### Document excerpt

Berkeley-At Thursday night’s PNB meeting, the national board approved on somewhat nebulous terms a loan to Pacifica Foundation Radio of $156,000 from Southern California real estate magnate Aris Anagnos, the employer of board member Lydia Brazon. The reason for the loan was the payment of employee taxes for severance checks for 19 employees laid off from NY station WBAI in July of 2013. The loan is against WBAI’s future revenues, with $25,000 payments due after every station fund drive for the next year. The loan would cancel out for the next year a significant part of the potential cost savings from the hoped-for relocation of WBAI’s transmitter and antenna from its prohibitively expensive spot atop the Empire State Building.

The loan was apparently necessitated by the foundation spending down a $150,000 donation received in July from the family of Joe Toyashima. Requests to the board of directors about how the donation was spent weren’t answered, but the foundation’s financial priorities (replacing failing equipment in Texas and New York, back taxes, relocating NY’s antenna, and settling two lawsuits from creditors in Alameda Superior Court – Robert Half International and Pacifica Reporters Against Censorship-FSRN) do not appear to have been addressed with the funds.

 A pending complaint to the CA Attorney General Registry of Charitable Trusts by 8 former board members can be found here (in a slightly updated version). The AG is responsible for California charitable compliance. Pacifica members can send a note to the AG here. 

The board meeting began with DC board member Benito Diaz trying to target his former ally Luzette King, with a disciplinary letter. Diaz and King were supportive of each other in 2012-2013, when both worked actively to remove then-WPFW-manager, John Hughes, over programming changes disliked by the station’s staff, and to prevent the move of the DC station into a Silver Spring, MD building. Diaz joined a lawsuit against Pacifica (Ball vs Hughes) that is entering discovery and is currently requesting ten million dollars from Pacifica to “restore WPFW’s financial well-being” and the removal of delegates Tony Norman (vice-chair of the PNB), Pete Tucker and Campbell Johnson. The Diaz motion was tabled, but the ensuing 2 hours continued in a contentious and accusatory manner, with several board members berating each other at length. The audio archive can be found here. 

The Foundation continues to struggle with messy financial statements and an audit that has not begun, 11 months after the end of the last fiscal year. It is becoming apparent the network does not use one integrated accounting system any longer, but is running multiple sets of books, including a Quickbooks system in New York. At a NY local finance committee, the general manager talked of “scanning and emailing checks to the national office to be posted,” and Berkeley station KPFA appears to be doing the same with a $105,000 check copy found on a printer/scanner that did not appear in the network’s books, despite being deposited in May. Keeping multiple sets of books and not entering all transactions into a general ledger in real-time is a risk factor for errors and mis-statements.

The audit situation continues to be described to network members and board audit and finance committees in somewhat deceptive terms. National treasurer Brian Edwards-Tiekert reported on August 2nd that “none of the schedules needed for Pacifica’s auditors to begin work have been compiled. Pacifica’s CFO is hoping to complete that work shortly, and have the audit completed in August”. Auditor Armanino has stated the audit will take a minimum of 8 weeks after the receipt of prepatory schedules – making “a completed audit in August” (or September or October) factually impossible.

######
### Data extract

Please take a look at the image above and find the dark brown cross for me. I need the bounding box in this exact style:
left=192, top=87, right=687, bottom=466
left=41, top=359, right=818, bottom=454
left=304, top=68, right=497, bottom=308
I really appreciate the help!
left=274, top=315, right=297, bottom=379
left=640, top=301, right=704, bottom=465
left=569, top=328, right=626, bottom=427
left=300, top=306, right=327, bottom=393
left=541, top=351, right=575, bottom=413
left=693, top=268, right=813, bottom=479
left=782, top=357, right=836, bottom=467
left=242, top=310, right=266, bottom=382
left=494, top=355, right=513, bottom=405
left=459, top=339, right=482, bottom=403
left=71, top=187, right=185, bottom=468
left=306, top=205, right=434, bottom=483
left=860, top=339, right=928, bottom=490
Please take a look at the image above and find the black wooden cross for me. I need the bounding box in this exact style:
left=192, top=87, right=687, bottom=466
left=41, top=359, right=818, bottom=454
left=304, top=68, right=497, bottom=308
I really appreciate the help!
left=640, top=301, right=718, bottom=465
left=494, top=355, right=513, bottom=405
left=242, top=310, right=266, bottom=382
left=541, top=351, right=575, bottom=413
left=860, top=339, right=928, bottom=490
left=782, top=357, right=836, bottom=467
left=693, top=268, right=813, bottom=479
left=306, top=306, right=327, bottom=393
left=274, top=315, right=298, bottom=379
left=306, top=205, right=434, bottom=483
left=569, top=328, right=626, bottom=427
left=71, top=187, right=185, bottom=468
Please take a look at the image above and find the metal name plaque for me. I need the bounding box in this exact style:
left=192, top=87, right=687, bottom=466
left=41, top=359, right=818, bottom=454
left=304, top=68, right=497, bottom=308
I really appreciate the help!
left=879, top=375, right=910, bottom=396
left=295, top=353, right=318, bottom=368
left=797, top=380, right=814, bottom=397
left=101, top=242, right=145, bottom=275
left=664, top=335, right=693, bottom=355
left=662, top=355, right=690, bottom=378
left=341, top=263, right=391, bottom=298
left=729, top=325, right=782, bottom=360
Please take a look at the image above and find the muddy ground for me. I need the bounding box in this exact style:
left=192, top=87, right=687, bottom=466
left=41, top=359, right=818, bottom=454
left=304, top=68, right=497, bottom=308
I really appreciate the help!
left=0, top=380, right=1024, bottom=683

######

**Given exercise 1**
In the Pacifica board meeting report, copy the passage from "The loan was apparently" to "to the AG here.".
**Given exercise 2**
Decide whether each statement agrees with the Pacifica board meeting report. Answer yes or no, and quote the words that settle it.
(a) The loan approved by the national board was for $156,000.
(b) Benito Diaz's motion against Luzette King was approved.
(c) Auditor Armanino said the audit would need at least 8 weeks once it received the preparatory schedules.
**Given exercise 3**
According to the Pacifica board meeting report, how much is due after every station fund drive for the next year?

**Full output 1**
The loan was apparently necessitated by the foundation spending down a $150,000 donation received in July from the family of Joe Toyashima. Requests to the board of directors about how the donation was spent weren’t answered, but the foundation’s financial priorities (replacing failing equipment in Texas and New York, back taxes, relocating NY’s antenna, and settling two lawsuits from creditors in Alameda Superior Court – Robert Half International and Pacifica Reporters Against Censorship-FSRN) do not appear to have been addressed with the funds.

 A pending complaint to the CA Attorney General Registry of Charitable Trusts by 8 former board members can be found here (in a slightly updated version). The AG is responsible for California charitable compliance. Pacifica members can send a note to the AG here.

**Full output 2**
(a) Yes: "a loan to Pacifica Foundation Radio of $156,000"
(b) No: "The Diaz motion was tabled"
(c) Yes: "the audit will take a minimum of 8 weeks"

**Full output 3**
$25,000